Keine vier Monate später war alle Euphorie verflogen. Das Oberlandesgericht Karlsruhe ordnete die Freilassung der Männer aus der Abschiebehaft an. Grund: Der Tatzeitraum, um den es ging, reichte länger als fünf Jahre zurück; alle Vorwürfe waren damit verjährt. Ein komplizierter Großeinsatz der Polizei war zunichtegemacht durch die Langsamkeit der Justiz. Der Ärger in Ermittlerkreisen hallte noch lange nach.

Rund 550 mutmaßliche italienischstämmige Mafiamitglieder leben nach Angaben des Bundeskriminalamts aktuell in Deutschland. Die meisten von ihnen, nämlich rund 140 Personen, haben ihren Wohnsitz in Baden-Württemberg. Nach Angaben des Landeskriminalamts (LKA) in Stuttgart zählen rund 70 Männer zur kalabrischen ’Ndrangheta, die als mächtigste Mafia-Organisation Italiens gilt, sich bereits weltweit ausgebreitet hat und nach Expertenschätzungen jährlich hohe zweistellige Milliardenumsätze erzielt. Jeweils 30 Verdächtige im Südwesten gehören der sizilianischen Organisation Stidda und der Camorra mit dem Zentrum Neapel an. 15 Männer verorten deutsche Ermittler bei der sizilianischen Cosa Nostra. Die Häufung im Südwesten hält das LKA für wenig verwunderlich. Sie habe mit dem hohen Anteil italienischstämmiger Familien aus der Zeit der Anwerbung von Gastarbeitern in den 60er Jahren zu tun, heißt es. Im Jahr 2014 lebten in Deutschland 764 000 Menschen mit italienischen Wurzeln, davon 28 Prozent in Baden-Württemberg. Neuere Zahlen gibt es nicht.

## [MATERIAL]

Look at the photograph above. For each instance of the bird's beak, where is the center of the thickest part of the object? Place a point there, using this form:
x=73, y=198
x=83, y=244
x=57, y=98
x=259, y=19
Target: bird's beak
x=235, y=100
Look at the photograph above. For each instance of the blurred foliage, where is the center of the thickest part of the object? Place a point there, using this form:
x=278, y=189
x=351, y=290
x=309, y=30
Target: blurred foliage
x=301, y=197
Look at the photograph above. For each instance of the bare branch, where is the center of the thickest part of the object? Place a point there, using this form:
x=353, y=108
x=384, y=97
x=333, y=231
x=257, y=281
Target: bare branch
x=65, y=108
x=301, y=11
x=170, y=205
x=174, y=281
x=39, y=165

* * *

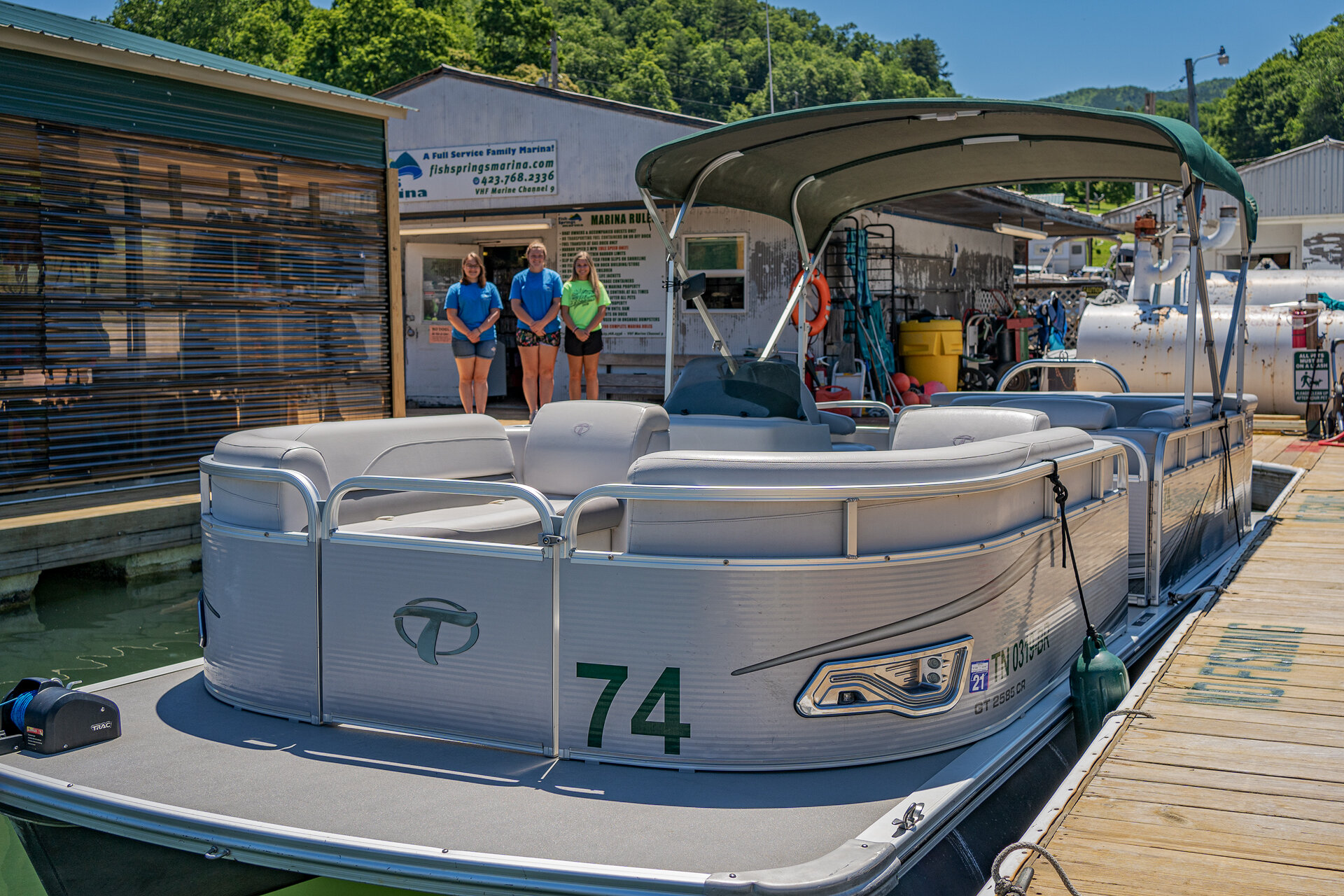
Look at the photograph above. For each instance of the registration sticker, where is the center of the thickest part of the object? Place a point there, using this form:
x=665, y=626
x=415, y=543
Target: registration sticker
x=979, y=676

## [DEINE AUFGABE]
Beantworte anhand des Textauszugs über die Mafia in Deutschland diese Fragen:
1. Welches Gericht ordnete die Freilassung der Männer aus der Abschiebehaft an?
2. Wie viele mutmaßliche italienischstämmige Mafiamitglieder leben laut Bundeskriminalamt derzeit in Deutschland?
3. Wie viel Prozent der Menschen mit italienischen Wurzeln in Deutschland lebten 2014 in Baden-Württemberg?
Die Einträge stehen in keinem Zusammenhang mit dem Textauszug.

## [LÖSUNG]
1. Das Oberlandesgericht Karlsruhe.
2. Rund 550.
3. 28 Prozent.